[CONSIGNA DADA]:
Extrae tal cual del fragmento proporcionado el pasaje que empieza en "A pesar de ello, el" y termina en "problemas de fondo.", con ambos extremos incluidos.

[FRAGMENTO PROPORCIONADO]:
╭──

Mientras charlaba con alumnos y profesores sobre la posibilidad de que jóvenes con baja autoestima y sin proyecto de vida puedan desarrollar conductas autodestructivas, pensaba en lo difícil que es conseguir equilibrio emocional cuando se estudia en un aula oscura, con lunas rotas, moquetas deterioradas y baños que no describo por respeto a los lectores. Seis o siete perros correteaban por el patio de tierra y de vez en cuando entraban en la clase.

Los jóvenes de San Clemente eran tan pobres que aun la posibilidad estudiar en el Instituto Pedagógico de Pisco era demasiado costosa. La frustración llevaba a algunos al alcohol, el pandillaje o a otras salidas desesperadas. Los profesores me confiaron que una de las alumnas asistentes al taller había intentado recientemente suicidarse y que no era el primer caso.

Después del almuerzo salí a comprar una botella de agua. Pasé delante de bares que estaban frente al colegio y encontré una bodega, donde unos hombres embriagados bebían mientras escuchaban tecnocumbia. La vendedora miró mi polo con curiosidad. Había entendido la inscripción en quechua Ayacucho sonkoykipi (en tu corazón).

Esperé que atendiera a una anciana en polleras que compraba un paquete de velas.

-Mejor dos paquetes, para no tener que volver -pidió la señora.

A San Clemente bajaban a hacer compras muchas personas desde poblados más apartados, sin energía eléctrica.

Más que en cualquier otra visita a Ica, fue en Pisco y San Clemente donde los informes oficiales sobre pleno empleo y prosperidad me parecieron un sarcasmo grotesco. Curiosamente, en Pisco hay varias empresas agroexportadoras con éxito, pero pagan sueldos tan reducidos que difícilmente podrían generar alguna inversión sostenible... como mejorar las precarias viviendas. Por eso, el saldo del terremoto no se debe tanto a la naturaleza sino a la miseria y la ausencia del Estado.

A pesar de ello, el gobierno ha ignorado a las autoridades regionales y locales encargando la "reconstrucción" a empresarios cercanos a Fujimori, quienes parecen ver el desastre como una oportunidad comercial: hablan de otorgar en concesión el servicio de agua, el puerto, el aeropuerto, y la edificación de las viviendas. Sus prioridades deberían ser mas bien consolidar el tejido social y promover una vida digna para los iqueños. De lo contrario, la inseguridad y la pobreza serán mucho peores que antes del terremoto. Los ayacuchanos saben muy bien lo que sucede cuando se prefiere ignorar los problemas de fondo.

╰──

[MATERIAL PROPORCIONADO]:
╭──

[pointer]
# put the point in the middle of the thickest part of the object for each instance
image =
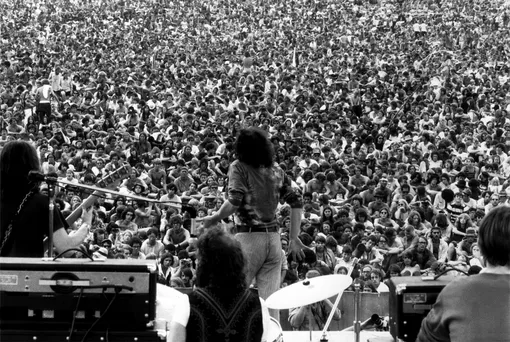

╰──

[RESPUESTA COMPLETA]:
A pesar de ello, el gobierno ha ignorado a las autoridades regionales y locales encargando la "reconstrucción" a empresarios cercanos a Fujimori, quienes parecen ver el desastre como una oportunidad comercial: hablan de otorgar en concesión el servicio de agua, el puerto, el aeropuerto, y la edificación de las viviendas. Sus prioridades deberían ser mas bien consolidar el tejido social y promover una vida digna para los iqueños. De lo contrario, la inseguridad y la pobreza serán mucho peores que antes del terremoto. Los ayacuchanos saben muy bien lo que sucede cuando se prefiere ignorar los problemas de fondo.